» TASK 1:
From the financial risk note, extract the part that opens with the words containing "The rating of" and closes with "by the Company.".
» TASK 2:
Answer these questions from the financial risk note:
(a) How much did Philips hold in cash and cash equivalents at December 31, 2013?
(b) What is the size of Philips' Commercial Paper Program?
(c) Until what date was the EUR 1.8 billion revolving credit facility extended?
» TASK 3:
Continue the financial risk note from where it stops.

Details of treasury / other financial risks

Philips is exposed to several types of financial risk. This note further analyzes financial risks. Philips does not purchase or hold derivative financial instruments for speculative purposes. Information regarding financial instruments is included in note (34) Fair value of financial assets and liabilities.

Liquidity risk

Liquidity risk is the risk that an entity will encounter difficulty in meeting obligations associated with financial liabilities.

Liquidity risk for the group is monitored through the Treasury liquidity committee which tracks the development of the actual cash flow position for the group and uses input from a number of sources in order to forecast the overall liquidity position both on a short and long term basis. Group Treasury invests surplus cash in money market deposits with appropriate maturities to ensure sufficient liquidity is available to meet liabilities when due.

The rating of the Company’s debt by major rating services may improve or deteriorate. As a result, Philips’ future borrowing capacity may be influenced and its financing costs may fluctuate. Philips has various sources to mitigate the liquidity risk for the group. At December 31, 2013, Philips had EUR 2,465 million in cash and cash equivalents (2012: EUR 3,834 million), within which short-term deposits of EUR 1,714 million (2012: EUR 3,177 million) and other liquid assets of EUR 18 million (2012: EUR 120 million). Philips pools cash from subsidiaries to the extent legally and economically feasible; cash not pooled remains available for operational or investment needs by the Company.

Furthermore, Philips has a USD 2.5 billion Commercial Paper Program and a EUR 1.8 billion revolving credit facility that can be used for general group purpose and as a backstop for its commercial paper program. In January 2013 the EUR 1.8 billion facility was extended by 2 years until February 18, 2018. The facility has no financial covenants and repetitive material adverse change clauses and can be used for general group purposes. As of December 31, 2013, Philips did not have any amounts outstanding under any of these facilities. Additionally Philips also held EUR 65 million of equity investments in available-for-sale financial assets (fair value at December 31, 2013).

Currency risk

Currency risk is the risk that the fair value or future cash flows of a financial instrument will fluctuate because of changes in foreign exchange rates. Currency fluctuations may impact Philips’ financial results. Philips is exposed to currency risk in the following areas:

  • Transaction exposures, related to forecasted sales and purchases and on-balance-sheet receivables/payables resulting from such transactions
  • Translation exposure of net income in foreign entities
  • Translation exposure of foreign-currency intercompany and external debt and deposits
  • Translation exposure of foreign-currency-denominated equity invested in consolidated companies
  • Translation exposure to equity interests in non-functional-currency investments in associates and available-for-sale financial assets.

» MATERIAL SUPPLIED:
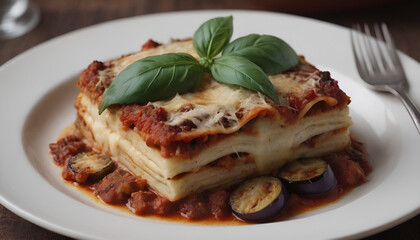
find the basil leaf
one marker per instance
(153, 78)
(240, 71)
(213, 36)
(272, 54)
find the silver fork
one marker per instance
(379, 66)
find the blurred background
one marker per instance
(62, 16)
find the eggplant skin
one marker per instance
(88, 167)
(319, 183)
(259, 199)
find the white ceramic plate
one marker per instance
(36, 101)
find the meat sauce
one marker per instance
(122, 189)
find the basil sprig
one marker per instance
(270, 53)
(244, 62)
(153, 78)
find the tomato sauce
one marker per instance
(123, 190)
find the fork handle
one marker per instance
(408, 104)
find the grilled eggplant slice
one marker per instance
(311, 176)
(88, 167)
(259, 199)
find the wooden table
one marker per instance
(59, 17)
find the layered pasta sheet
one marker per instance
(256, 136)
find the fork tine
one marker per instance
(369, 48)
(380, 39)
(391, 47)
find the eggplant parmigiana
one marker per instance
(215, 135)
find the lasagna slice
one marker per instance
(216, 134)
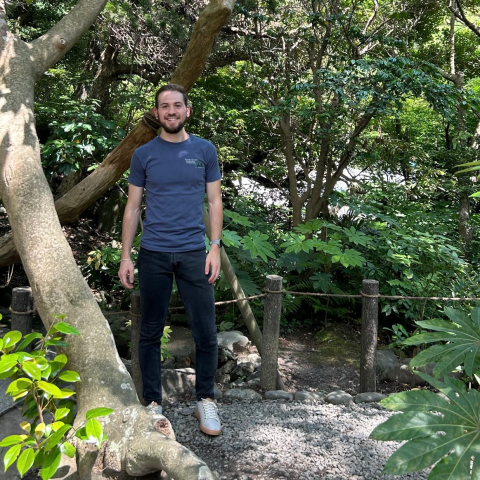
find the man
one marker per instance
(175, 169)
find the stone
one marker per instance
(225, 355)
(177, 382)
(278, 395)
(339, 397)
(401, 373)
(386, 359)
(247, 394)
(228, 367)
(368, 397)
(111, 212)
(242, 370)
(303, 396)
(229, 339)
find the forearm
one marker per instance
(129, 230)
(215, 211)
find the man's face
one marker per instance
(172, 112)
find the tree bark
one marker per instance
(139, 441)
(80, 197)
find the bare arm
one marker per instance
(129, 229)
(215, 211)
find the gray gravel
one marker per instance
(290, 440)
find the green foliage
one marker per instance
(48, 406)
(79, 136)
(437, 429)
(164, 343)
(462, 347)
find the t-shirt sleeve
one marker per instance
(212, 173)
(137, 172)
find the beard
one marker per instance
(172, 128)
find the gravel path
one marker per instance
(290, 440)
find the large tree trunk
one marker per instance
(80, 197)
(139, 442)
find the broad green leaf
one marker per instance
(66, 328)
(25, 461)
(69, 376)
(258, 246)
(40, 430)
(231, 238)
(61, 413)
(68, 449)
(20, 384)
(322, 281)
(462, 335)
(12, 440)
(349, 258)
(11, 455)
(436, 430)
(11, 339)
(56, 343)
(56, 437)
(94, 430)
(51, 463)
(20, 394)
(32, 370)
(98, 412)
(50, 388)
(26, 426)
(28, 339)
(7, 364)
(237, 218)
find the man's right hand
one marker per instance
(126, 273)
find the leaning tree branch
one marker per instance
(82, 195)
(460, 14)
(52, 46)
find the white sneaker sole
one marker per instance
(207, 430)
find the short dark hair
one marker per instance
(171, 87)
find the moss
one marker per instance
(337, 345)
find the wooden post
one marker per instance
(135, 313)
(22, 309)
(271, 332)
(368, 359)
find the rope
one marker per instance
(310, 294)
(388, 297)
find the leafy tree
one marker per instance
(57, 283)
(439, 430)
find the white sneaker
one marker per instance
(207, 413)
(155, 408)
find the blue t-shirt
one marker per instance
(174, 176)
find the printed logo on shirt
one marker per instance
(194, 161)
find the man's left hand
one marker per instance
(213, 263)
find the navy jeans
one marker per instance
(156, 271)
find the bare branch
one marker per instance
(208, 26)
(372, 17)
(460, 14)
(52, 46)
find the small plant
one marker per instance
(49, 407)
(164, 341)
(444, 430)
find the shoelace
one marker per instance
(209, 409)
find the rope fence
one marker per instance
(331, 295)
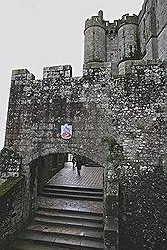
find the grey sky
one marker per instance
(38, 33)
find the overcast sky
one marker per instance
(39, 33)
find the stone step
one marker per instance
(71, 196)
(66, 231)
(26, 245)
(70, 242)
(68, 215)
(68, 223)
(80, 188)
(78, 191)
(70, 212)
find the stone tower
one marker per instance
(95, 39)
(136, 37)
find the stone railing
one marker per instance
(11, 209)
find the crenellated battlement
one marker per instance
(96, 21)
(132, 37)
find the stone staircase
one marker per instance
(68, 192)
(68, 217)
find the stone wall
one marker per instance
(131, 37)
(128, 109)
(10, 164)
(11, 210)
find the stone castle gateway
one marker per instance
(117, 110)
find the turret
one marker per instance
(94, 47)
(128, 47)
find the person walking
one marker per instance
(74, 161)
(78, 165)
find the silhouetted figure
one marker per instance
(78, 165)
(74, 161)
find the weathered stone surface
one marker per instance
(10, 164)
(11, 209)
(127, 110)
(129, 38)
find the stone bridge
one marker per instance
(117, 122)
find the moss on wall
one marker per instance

» TASK OUTPUT 1:
The rating of the Company’s debt by major rating services may improve or deteriorate. As a result, Philips’ future borrowing capacity may be influenced and its financing costs may fluctuate. Philips has various sources to mitigate the liquidity risk for the group. At December 31, 2013, Philips had EUR 2,465 million in cash and cash equivalents (2012: EUR 3,834 million), within which short-term deposits of EUR 1,714 million (2012: EUR 3,177 million) and other liquid assets of EUR 18 million (2012: EUR 120 million). Philips pools cash from subsidiaries to the extent legally and economically feasible; cash not pooled remains available for operational or investment needs by the Company.

» TASK OUTPUT 2:
(a) EUR 2,465 million
(b) USD 2.5 billion
(c) February 18, 2018

» TASK OUTPUT 3:
It is Philips’ policy that significant transaction exposures are hedged by the businesses. Accordingly, all businesses are required to identify and measure their exposures resulting from material transactions denominated in currencies other than their own functional currency. Philips’ policy generally requires committed foreign currency exposures to be fully hedged using forwards. Anticipated transactions may be hedged using forwards or options or a combination thereof. The amount hedged as a proportion of the total anticipated exposure identified varies per business and is a function of the ability to project cash flows, the time horizon for the cash flows and the way in which the businesses can adapt to changing levels of foreign-currency exchange rates. As a result, hedging activities cannot and will not eliminate all currency risks for these anticipated transaction exposures. Generally, the maximum tenor of these hedges is 18 months.

The following table outlines the estimated nominal value in millions of euros for transaction exposure and related hedges for Philips’ most significant currency exposures consolidated as of December 31, 2013:

Estimated transaction exposure and related hedges
in millions of euros
 
maturity 0-60 days
maturity over 60 days
 
exposure
hedges
exposure
hedges
December 31, 2013
 
 
 
 
Receivables
 
 
 
 
Functional vs. exposure currency
 
 
 
 
 
EUR vs. USD
387
(364)
1,718
(1,169)
USD vs. EUR
191
(166)
695
(354)
EUR vs. GBP
83
(71)
284
(158)
USD vs. JPY
46
(42)
217
(113)
EUR vs. JPY
39
(39)
166
(116)
EUR vs. CNY
18
(18)
73
(41)
USD vs. AUD
16
(12)
65
(33)
EUR vs. CHF
21
(18)
57
(33)
USD vs. CAD
10
(8)
63
(33)
GBP vs. USD
12
(12)
57
(33)
Others
148
(124)
296
(156)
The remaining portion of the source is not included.